(DATA FOR THIS TASK):

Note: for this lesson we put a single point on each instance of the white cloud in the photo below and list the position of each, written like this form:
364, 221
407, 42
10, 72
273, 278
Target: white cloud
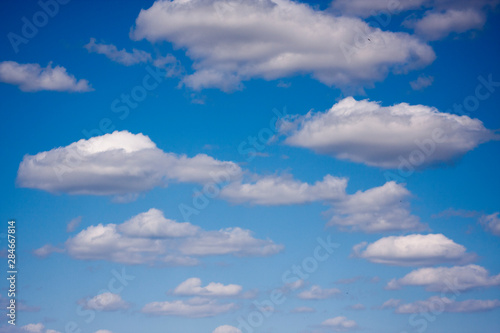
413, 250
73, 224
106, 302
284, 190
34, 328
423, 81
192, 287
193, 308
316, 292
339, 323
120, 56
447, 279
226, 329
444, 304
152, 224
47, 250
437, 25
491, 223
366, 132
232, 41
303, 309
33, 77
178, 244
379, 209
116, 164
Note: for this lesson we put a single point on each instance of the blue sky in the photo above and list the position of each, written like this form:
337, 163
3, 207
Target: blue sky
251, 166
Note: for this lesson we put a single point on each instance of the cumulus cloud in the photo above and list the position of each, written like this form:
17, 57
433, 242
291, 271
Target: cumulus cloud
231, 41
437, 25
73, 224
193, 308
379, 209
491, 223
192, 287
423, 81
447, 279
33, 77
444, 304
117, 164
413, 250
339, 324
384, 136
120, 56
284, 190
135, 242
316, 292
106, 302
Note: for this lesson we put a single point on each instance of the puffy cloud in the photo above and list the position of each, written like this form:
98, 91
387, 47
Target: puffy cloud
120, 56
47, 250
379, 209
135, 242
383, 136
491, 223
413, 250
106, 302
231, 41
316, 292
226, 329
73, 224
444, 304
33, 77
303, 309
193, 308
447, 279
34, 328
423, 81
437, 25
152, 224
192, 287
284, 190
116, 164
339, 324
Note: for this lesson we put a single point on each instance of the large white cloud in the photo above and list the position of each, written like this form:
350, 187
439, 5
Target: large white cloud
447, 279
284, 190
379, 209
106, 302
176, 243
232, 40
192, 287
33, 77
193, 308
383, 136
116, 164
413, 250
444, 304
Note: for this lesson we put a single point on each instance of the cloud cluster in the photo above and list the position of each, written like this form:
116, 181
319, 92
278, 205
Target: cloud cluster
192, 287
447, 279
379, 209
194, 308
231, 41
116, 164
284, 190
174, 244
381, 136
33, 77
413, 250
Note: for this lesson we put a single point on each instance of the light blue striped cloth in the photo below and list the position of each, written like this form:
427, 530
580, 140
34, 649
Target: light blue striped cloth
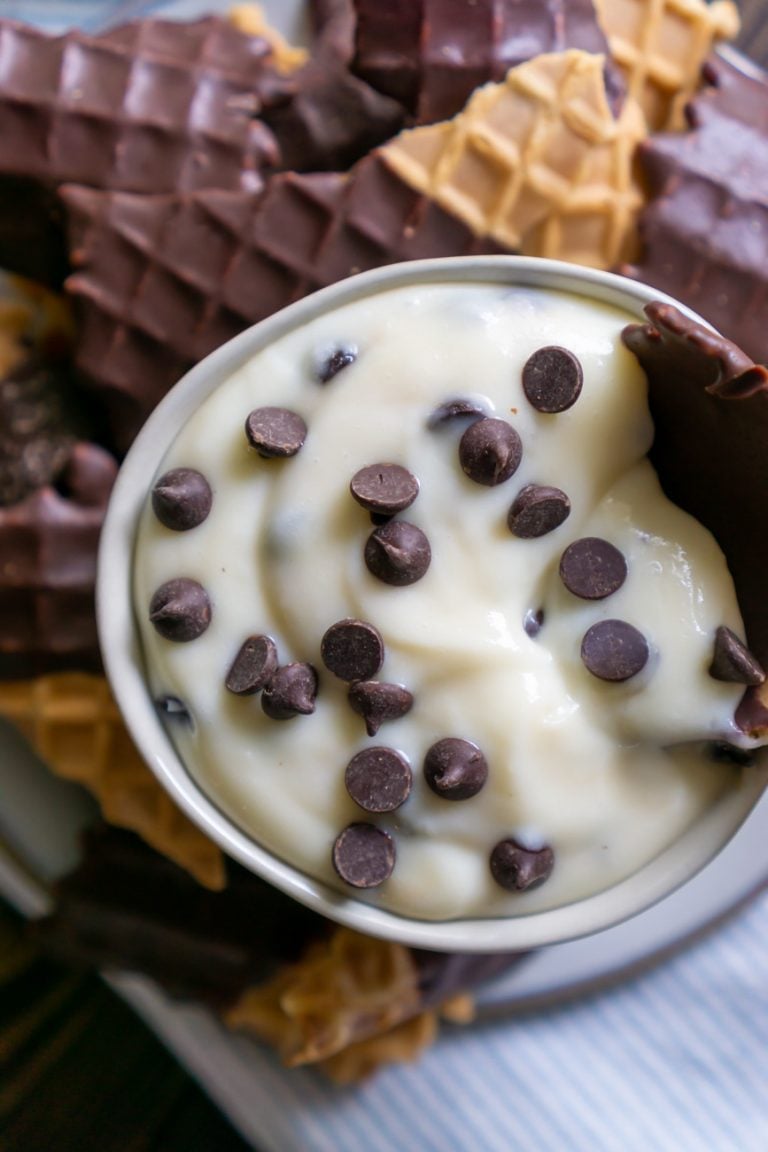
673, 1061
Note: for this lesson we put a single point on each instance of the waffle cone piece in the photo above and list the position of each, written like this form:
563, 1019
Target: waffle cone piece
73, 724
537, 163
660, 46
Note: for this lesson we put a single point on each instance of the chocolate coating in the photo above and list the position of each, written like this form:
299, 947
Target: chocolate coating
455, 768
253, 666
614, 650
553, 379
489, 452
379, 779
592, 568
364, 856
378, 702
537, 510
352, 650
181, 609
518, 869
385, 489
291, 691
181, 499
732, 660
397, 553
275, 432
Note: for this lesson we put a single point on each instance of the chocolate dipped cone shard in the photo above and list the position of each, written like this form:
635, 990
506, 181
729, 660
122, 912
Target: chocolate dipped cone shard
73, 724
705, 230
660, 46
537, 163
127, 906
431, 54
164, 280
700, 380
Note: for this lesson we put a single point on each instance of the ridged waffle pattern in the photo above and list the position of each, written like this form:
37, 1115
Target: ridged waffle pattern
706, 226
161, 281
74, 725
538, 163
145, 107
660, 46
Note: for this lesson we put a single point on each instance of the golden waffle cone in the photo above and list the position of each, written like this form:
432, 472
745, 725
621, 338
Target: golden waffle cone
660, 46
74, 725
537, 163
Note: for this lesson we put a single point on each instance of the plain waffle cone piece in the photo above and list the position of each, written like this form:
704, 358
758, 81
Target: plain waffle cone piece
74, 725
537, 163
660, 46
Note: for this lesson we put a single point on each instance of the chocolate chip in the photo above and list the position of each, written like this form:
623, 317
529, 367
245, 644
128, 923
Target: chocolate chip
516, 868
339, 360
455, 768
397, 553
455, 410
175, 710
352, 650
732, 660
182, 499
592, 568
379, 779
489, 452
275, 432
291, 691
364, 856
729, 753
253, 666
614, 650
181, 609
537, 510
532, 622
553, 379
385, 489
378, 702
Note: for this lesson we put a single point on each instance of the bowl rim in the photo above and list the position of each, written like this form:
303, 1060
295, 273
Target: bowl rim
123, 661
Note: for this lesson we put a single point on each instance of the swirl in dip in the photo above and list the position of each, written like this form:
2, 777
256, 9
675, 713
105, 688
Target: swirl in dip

(SET EXERCISE): All records above are to be printed exactly, minus the pictures they contain.

(REPLY):
Note: for this lesson we put a single point on each instance of the white cloud in the photo below and list the position of each, written like this form:
364, 221
407, 42
10, 72
273, 278
Target: white cloud
413, 250
73, 224
106, 302
284, 190
34, 328
423, 81
192, 287
193, 308
316, 292
339, 323
120, 56
447, 279
226, 329
444, 304
152, 224
47, 250
437, 25
491, 223
366, 132
232, 41
303, 309
33, 77
178, 244
379, 209
116, 164
Note: for this lesson we put a single point on each instance of the blue sky in the photo above and list the position of each, written like this form:
337, 163
3, 207
Target: blue sky
251, 166
Note: for this lesson we put a single point on each instance of the cumulus cloud in the photo above and list the position of each, written like this form:
17, 57
433, 242
291, 271
Target: cumulus cloud
231, 41
437, 25
73, 224
193, 308
379, 209
491, 223
192, 287
423, 81
447, 279
33, 77
444, 304
117, 164
413, 250
339, 324
384, 136
120, 56
284, 190
135, 242
316, 292
106, 302
Note: for this lesson we put a single point on each instance of the puffy cloud in the photo above and list the position of each, written like this form:
98, 91
387, 47
Target: puffy cloud
120, 56
47, 250
379, 209
135, 242
383, 136
491, 223
413, 250
106, 302
231, 41
316, 292
226, 329
73, 224
444, 304
33, 77
303, 309
193, 308
447, 279
34, 328
423, 81
437, 25
152, 224
192, 287
284, 190
116, 164
339, 324
Note: for this lesson we put a single point on each instance of the large white cloud in the photo above and list the position of each, written like this form:
350, 187
439, 5
Target: large white cloud
447, 279
284, 190
379, 209
106, 302
176, 243
232, 40
192, 287
33, 77
193, 308
383, 136
116, 164
413, 250
444, 304
Note: for this lesson we put a single point on each instance of the cloud cluster in the photo above and list the position of each, written like this form:
116, 181
319, 92
278, 205
Target: cloud cluster
192, 287
447, 279
379, 209
194, 308
231, 41
116, 164
284, 190
174, 244
381, 136
33, 77
413, 250
Note: for this lesson we put a single point on each instance of the light blue striped cloth in the photo below and list the position of each, written like this form:
427, 530
580, 140
34, 649
Target: light blue striped cloth
673, 1061
Note: for this lesson we put a single point on each instance of the waffle cone piece in the photo above and list the position of each, written like this form:
563, 1019
Target: waffle cone piece
73, 724
537, 163
660, 46
Note: for this lesson we put a single point on each instance of the chocolate coating in the photo above and list the position of each, written like this form:
299, 947
Target: chocolate coating
455, 768
253, 666
614, 650
553, 379
489, 452
379, 779
592, 568
364, 856
378, 702
537, 510
352, 650
181, 609
518, 869
385, 489
291, 691
181, 499
732, 660
397, 553
275, 432
Note: for this lesson we put a single point on each instance of the chocolate dipped cone shard in the photo above and list the position of each, written like this form:
635, 990
506, 181
729, 660
122, 912
Target: chocolate dipped cone shard
73, 724
705, 230
660, 46
537, 163
127, 906
431, 54
164, 280
700, 380
Note: for this lesson we put a single point on each instance of the ridged waffle pattern in the photo above and list the position of each, written like this form:
37, 1115
Target: ridged waffle pattern
706, 226
161, 281
74, 725
538, 163
145, 107
660, 46
Note: for this lesson we put a single point on each instance of the golden waffle cone in the photo above and list the position of each, written like this form:
432, 472
745, 725
621, 338
Target: golden waffle cone
660, 46
74, 725
537, 163
Note: for this lesson we put a single point on each instance of the plain waffle cone piece in the photo above and list the position of each, written like this form:
704, 358
758, 81
Target: plain waffle cone piece
74, 725
537, 163
660, 46
Note: for this lesson we put a single point on each instance of the chocolate chip in the photo above and list the position of each, written like this form:
623, 317
529, 367
245, 644
128, 923
Target: chocolate chip
516, 868
339, 360
455, 768
397, 553
455, 410
175, 710
352, 650
732, 660
182, 499
592, 568
379, 779
489, 452
275, 432
291, 691
364, 856
729, 753
253, 666
614, 650
181, 609
537, 510
532, 622
553, 379
385, 489
378, 702
Note: for this lesson we put a single point on each instance of the bowl rim in the photo above and list the position of each, written like this form:
303, 1060
295, 273
Target: bowl rim
123, 661
Note: for this lesson we put a single point on each instance of the swirl in dip in the photo above and list the position of each, written like this form:
2, 777
256, 9
675, 713
105, 688
Target: swirl in dip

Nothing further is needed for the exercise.